*** Opening Task inputs ***

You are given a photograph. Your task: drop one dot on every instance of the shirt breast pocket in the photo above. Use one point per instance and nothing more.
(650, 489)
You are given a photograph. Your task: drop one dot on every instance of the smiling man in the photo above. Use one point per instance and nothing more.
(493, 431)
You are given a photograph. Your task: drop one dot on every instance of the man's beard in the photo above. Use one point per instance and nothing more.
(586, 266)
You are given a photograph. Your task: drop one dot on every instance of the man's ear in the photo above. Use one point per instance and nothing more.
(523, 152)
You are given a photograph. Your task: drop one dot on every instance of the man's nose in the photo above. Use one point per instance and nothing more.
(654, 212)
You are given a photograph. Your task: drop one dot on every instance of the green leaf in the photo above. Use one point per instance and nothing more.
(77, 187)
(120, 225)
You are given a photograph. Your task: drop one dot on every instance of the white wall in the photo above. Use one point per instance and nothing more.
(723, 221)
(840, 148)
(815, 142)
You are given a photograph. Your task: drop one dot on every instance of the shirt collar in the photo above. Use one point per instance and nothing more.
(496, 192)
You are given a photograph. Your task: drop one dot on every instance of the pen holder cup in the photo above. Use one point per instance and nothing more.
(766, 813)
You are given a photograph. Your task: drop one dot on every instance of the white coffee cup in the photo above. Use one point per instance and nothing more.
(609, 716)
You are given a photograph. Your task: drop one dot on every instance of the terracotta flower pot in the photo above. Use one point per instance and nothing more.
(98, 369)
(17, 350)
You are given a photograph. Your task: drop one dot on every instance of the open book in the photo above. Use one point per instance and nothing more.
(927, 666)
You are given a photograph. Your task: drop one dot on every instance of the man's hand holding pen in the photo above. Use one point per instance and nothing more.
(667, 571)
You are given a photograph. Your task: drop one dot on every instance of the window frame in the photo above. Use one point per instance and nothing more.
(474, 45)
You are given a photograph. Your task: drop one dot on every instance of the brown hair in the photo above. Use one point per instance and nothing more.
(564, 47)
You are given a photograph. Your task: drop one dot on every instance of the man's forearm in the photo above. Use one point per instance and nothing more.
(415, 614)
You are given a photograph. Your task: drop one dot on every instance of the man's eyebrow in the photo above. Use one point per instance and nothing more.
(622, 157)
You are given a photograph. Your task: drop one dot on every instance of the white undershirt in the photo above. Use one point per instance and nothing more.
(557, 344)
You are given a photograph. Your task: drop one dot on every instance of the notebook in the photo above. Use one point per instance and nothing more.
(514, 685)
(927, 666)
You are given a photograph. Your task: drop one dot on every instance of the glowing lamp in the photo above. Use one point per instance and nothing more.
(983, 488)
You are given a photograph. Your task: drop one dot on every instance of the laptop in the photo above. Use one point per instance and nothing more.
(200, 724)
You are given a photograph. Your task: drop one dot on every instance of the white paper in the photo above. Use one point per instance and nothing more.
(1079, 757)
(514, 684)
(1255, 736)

*** Closing Task inputs ***
*** Opening Task inputs ***

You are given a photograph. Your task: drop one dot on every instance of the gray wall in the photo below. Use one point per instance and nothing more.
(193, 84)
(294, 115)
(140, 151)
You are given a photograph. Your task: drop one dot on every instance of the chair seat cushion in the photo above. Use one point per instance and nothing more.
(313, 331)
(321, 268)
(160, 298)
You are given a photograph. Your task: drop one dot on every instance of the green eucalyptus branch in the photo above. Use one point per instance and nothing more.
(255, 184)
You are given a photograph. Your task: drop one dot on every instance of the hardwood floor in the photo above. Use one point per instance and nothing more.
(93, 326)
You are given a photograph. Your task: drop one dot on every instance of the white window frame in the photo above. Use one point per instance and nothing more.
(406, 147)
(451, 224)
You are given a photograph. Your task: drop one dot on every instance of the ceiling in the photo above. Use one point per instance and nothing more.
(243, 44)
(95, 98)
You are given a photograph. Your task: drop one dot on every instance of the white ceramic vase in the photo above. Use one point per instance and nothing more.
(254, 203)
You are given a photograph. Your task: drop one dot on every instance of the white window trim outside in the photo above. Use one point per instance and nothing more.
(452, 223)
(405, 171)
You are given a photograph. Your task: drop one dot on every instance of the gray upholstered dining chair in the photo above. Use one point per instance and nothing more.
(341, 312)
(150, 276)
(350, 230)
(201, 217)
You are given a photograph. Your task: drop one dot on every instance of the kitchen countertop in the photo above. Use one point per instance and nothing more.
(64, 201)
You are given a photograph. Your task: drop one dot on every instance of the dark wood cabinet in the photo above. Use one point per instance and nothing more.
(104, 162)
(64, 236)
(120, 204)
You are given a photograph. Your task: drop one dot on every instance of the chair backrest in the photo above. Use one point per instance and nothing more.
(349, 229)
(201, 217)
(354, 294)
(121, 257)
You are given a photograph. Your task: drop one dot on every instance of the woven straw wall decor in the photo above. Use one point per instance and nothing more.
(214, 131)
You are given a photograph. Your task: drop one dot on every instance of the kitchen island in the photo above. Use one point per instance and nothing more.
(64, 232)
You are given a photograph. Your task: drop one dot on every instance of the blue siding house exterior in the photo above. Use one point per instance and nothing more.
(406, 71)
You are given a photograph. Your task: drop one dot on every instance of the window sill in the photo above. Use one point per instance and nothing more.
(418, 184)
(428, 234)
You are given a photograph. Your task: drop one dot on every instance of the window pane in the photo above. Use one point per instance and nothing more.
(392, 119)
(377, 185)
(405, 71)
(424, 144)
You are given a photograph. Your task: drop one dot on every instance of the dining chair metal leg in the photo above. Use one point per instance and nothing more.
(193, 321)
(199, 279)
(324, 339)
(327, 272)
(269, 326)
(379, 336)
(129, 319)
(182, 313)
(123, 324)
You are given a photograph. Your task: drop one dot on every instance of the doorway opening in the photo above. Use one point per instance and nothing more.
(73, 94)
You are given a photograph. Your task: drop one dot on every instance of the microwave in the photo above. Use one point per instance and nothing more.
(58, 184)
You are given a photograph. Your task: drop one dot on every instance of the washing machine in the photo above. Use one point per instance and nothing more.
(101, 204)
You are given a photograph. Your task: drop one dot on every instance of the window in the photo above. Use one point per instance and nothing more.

*** Closing Task inputs ***

Problem statement:
An exact copy of the lines above between the line holding "of the doorway" and the line holding "the window in", inclusive, is the whole answer.

Written response:
You are given a photograph. Your task: drop one dot on every instance of the doorway opening in the photo above. Use one point per instance and nothing more.
(73, 94)
You are given a photograph. Your task: drop one dot on every instance of the microwave in the photo above. Use one point per instance and nothing more.
(58, 184)
You are given a photograph. Your task: drop one dot on every instance of the washing machine in the photo above. Use one point per instance and nothing more.
(101, 204)
You are given a photograph. Your task: drop one dot on every instance of the window in the photo above. Use one point per instance and nothing more.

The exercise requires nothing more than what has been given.